Given records:
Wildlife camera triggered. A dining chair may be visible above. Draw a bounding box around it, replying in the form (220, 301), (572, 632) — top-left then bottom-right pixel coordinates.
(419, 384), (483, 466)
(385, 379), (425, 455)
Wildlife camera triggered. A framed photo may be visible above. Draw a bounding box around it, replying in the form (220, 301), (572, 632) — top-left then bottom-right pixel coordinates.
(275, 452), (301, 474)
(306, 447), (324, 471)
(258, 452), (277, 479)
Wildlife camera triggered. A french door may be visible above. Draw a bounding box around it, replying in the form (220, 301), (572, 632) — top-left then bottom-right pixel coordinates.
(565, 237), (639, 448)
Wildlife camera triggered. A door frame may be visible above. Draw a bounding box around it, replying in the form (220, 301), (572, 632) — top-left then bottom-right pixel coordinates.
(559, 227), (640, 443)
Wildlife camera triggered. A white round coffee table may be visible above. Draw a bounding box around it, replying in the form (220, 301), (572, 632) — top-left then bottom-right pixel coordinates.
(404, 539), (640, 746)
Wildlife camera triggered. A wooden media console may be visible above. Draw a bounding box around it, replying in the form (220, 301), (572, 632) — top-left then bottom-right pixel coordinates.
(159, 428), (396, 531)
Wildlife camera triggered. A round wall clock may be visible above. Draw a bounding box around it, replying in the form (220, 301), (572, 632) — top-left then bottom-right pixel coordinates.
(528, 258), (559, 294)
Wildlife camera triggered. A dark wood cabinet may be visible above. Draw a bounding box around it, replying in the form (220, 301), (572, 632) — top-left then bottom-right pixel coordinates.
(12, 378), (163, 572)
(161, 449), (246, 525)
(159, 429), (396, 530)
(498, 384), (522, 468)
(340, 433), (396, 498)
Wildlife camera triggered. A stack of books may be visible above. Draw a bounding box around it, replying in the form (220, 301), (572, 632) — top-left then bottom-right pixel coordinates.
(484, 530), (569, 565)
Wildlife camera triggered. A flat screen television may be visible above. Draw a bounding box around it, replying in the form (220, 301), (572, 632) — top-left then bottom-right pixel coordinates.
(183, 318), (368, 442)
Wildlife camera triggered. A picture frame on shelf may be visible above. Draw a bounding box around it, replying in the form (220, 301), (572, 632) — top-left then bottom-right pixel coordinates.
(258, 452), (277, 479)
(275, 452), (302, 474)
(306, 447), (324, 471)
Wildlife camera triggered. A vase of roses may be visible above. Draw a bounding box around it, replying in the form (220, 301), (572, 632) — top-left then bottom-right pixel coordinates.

* * *

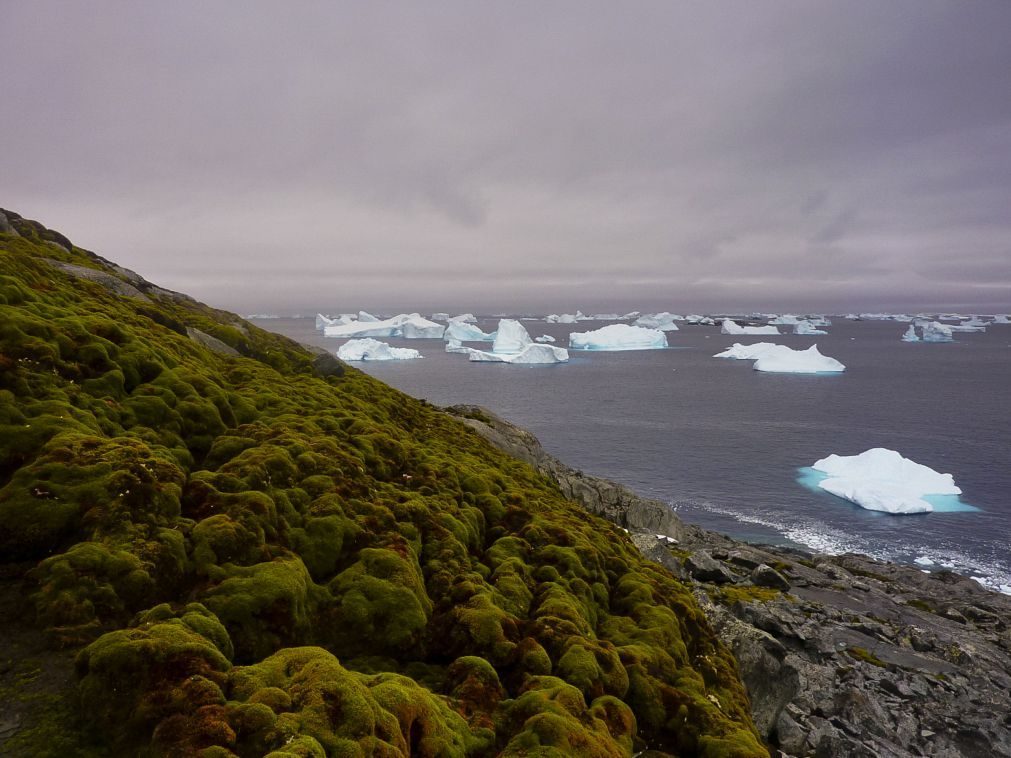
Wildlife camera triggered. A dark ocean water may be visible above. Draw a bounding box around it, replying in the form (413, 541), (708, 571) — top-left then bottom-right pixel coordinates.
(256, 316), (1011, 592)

Work to be completed: Using the material above, transcribe exactly the lines from the line with "Wildlife camera triggered. A flat" to the line with "Wildlife camera triggered. A vase"; both count, and nothing else goes in.

Reply to the exercise:
Wildlife camera triggered. A flat screen television may be visible above. Draw a bounding box around it, replying in the form (220, 301), (572, 632) — top-left then bottom-right pixel coordinates.
(183, 318), (368, 442)
Wildlife camera triggered. A picture frame on shelf may be visible above. Draw a bounding box around it, replying in the form (220, 301), (572, 632) — top-left then bottom-right pixel coordinates.
(258, 452), (277, 479)
(275, 452), (302, 474)
(306, 447), (324, 471)
Wildlife camera triggered. A vase of roses may be visible above. Draw a bounding box around it, replying in the form (220, 301), (572, 632) — top-left then bottom-right pixel coordinates.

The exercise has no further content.